**YOUR GOAL:**
Retype each entry below exactly as it stands.

*** PROVIDED INFORMATION ***

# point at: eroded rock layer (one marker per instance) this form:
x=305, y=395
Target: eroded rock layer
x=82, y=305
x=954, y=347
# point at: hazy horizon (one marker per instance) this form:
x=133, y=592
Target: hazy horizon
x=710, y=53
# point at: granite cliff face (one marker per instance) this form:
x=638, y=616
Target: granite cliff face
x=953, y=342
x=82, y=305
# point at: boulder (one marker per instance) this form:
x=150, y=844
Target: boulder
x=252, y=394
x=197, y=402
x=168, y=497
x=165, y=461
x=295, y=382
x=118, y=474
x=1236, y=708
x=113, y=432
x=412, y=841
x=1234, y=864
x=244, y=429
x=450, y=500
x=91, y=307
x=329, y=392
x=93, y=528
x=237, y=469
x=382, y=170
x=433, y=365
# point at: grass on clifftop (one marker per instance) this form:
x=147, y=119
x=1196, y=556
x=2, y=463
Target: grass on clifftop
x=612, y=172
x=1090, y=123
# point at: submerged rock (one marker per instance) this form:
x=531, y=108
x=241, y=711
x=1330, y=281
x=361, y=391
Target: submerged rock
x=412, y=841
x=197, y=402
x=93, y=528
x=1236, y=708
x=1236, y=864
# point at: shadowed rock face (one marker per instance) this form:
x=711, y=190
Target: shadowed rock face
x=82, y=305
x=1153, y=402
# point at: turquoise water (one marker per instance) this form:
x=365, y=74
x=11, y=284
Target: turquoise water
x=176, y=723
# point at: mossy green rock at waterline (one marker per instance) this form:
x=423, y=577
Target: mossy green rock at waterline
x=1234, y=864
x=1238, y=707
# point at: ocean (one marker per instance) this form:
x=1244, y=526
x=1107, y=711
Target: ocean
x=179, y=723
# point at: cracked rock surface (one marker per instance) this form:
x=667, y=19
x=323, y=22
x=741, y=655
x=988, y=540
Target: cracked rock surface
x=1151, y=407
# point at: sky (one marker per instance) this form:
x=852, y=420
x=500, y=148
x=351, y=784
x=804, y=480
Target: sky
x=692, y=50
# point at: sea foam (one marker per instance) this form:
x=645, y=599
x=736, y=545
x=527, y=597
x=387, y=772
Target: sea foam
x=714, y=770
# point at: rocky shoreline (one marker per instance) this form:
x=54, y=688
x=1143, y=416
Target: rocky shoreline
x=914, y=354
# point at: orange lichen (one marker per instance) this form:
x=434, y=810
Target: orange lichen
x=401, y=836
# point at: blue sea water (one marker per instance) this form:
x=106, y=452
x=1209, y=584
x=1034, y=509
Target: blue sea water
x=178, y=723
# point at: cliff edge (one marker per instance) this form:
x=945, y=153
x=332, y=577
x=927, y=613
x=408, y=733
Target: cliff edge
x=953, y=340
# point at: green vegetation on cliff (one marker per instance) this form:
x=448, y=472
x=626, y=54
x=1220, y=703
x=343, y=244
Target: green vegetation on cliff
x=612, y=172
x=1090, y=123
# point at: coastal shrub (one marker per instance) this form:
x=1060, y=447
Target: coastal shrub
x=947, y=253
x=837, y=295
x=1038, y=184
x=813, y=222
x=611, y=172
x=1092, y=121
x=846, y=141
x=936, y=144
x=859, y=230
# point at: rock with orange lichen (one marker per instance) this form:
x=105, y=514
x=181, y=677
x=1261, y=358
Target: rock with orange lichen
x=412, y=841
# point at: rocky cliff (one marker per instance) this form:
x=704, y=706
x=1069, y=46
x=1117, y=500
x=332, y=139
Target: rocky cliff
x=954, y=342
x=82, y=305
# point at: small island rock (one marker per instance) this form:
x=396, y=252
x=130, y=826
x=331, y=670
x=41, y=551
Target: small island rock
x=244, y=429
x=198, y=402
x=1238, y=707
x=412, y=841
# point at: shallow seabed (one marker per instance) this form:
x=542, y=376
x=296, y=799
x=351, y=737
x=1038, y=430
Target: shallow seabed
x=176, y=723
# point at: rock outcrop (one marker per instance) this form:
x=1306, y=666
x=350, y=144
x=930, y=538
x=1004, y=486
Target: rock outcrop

*** End of PROVIDED INFORMATION ***

**RESPONSE:**
# point at: eroded rock layer (one marker per instance) this form:
x=305, y=395
Target: eroded rock layer
x=82, y=305
x=954, y=347
# point at: hazy horizon (one marker per instance) this form:
x=133, y=592
Target: hazy horizon
x=710, y=53
# point at: granite cliff face (one marker per instance) this form:
x=638, y=616
Target: granite cliff face
x=953, y=342
x=82, y=305
# point at: boulder (one marker per instance) this form:
x=150, y=844
Target: boulder
x=252, y=394
x=197, y=402
x=168, y=497
x=165, y=461
x=295, y=382
x=118, y=474
x=1236, y=708
x=113, y=432
x=412, y=841
x=1234, y=864
x=244, y=429
x=450, y=500
x=91, y=307
x=329, y=392
x=93, y=528
x=237, y=469
x=382, y=170
x=433, y=365
# point at: grass on clifftop (one marker per instance) this form:
x=147, y=119
x=1196, y=556
x=2, y=463
Target: grass on clifftop
x=612, y=172
x=1090, y=123
# point at: submerged rock (one marker per instance) this form:
x=531, y=108
x=241, y=711
x=1330, y=281
x=361, y=391
Target: submerged rock
x=412, y=841
x=197, y=402
x=93, y=528
x=1236, y=708
x=1236, y=864
# point at: shadowed rock face (one marker per instance) this form:
x=711, y=190
Target: shadowed rock face
x=82, y=305
x=1153, y=402
# point at: turquoise water (one marker per instance) this form:
x=365, y=74
x=11, y=284
Target: turquoise water
x=176, y=723
# point at: mossy green rock at waterline (one marker per instance) this form:
x=423, y=577
Target: mossy green rock at waterline
x=1234, y=864
x=1238, y=707
# point at: ocean (one marker per instance) this form:
x=1244, y=526
x=1107, y=711
Target: ocean
x=179, y=723
# point at: cracked rock surface (one marker per instance) this form:
x=667, y=19
x=323, y=22
x=741, y=655
x=988, y=540
Target: cracked rock surface
x=1151, y=407
# point at: sky (one marker per instance) this form:
x=852, y=420
x=500, y=148
x=351, y=784
x=804, y=480
Target: sky
x=692, y=50
# point at: sea foam (one marker per instance) this form:
x=645, y=599
x=736, y=545
x=527, y=597
x=387, y=772
Target: sea foam
x=714, y=770
# point at: rocky shoreline (one marker per instance) this form:
x=54, y=688
x=1143, y=416
Target: rocky shoreline
x=914, y=354
# point at: orange lichen (one marker per instance) this form:
x=434, y=810
Target: orange lichen
x=401, y=836
# point at: blue sea water (one marker per instance) this form:
x=106, y=452
x=1209, y=584
x=1034, y=509
Target: blue sea water
x=178, y=723
# point at: cliff edge (one marker per instance) this form:
x=945, y=153
x=332, y=577
x=927, y=613
x=408, y=733
Target: cliff edge
x=953, y=340
# point at: green vegetation on cliff (one marker per instance) this form:
x=448, y=472
x=626, y=54
x=1220, y=703
x=343, y=244
Target: green vegetation on cliff
x=612, y=172
x=1090, y=123
# point at: coastal shrub (one marker per instance) this form:
x=1060, y=447
Target: coastal shrub
x=947, y=253
x=837, y=295
x=1038, y=184
x=813, y=222
x=611, y=172
x=1092, y=121
x=846, y=141
x=936, y=144
x=859, y=230
# point at: rock with orange lichen (one marker per instance) this form:
x=105, y=514
x=181, y=677
x=1261, y=358
Target: rock with orange lichen
x=412, y=841
# point at: rocky cliff (one marker per instance) this form:
x=704, y=706
x=1069, y=46
x=1117, y=500
x=332, y=139
Target: rocky cliff
x=954, y=342
x=82, y=305
# point at: small island rock (one marker per instance) this form:
x=396, y=252
x=130, y=826
x=331, y=670
x=41, y=551
Target: small island rock
x=244, y=429
x=198, y=402
x=1238, y=707
x=412, y=841
# point at: shallow seabed (one marker per instance) this form:
x=542, y=376
x=296, y=799
x=351, y=737
x=1038, y=430
Target: shallow seabed
x=176, y=723
# point at: rock outcrop (one marker per instance) this form:
x=1306, y=666
x=350, y=144
x=930, y=538
x=1004, y=486
Target: rock outcrop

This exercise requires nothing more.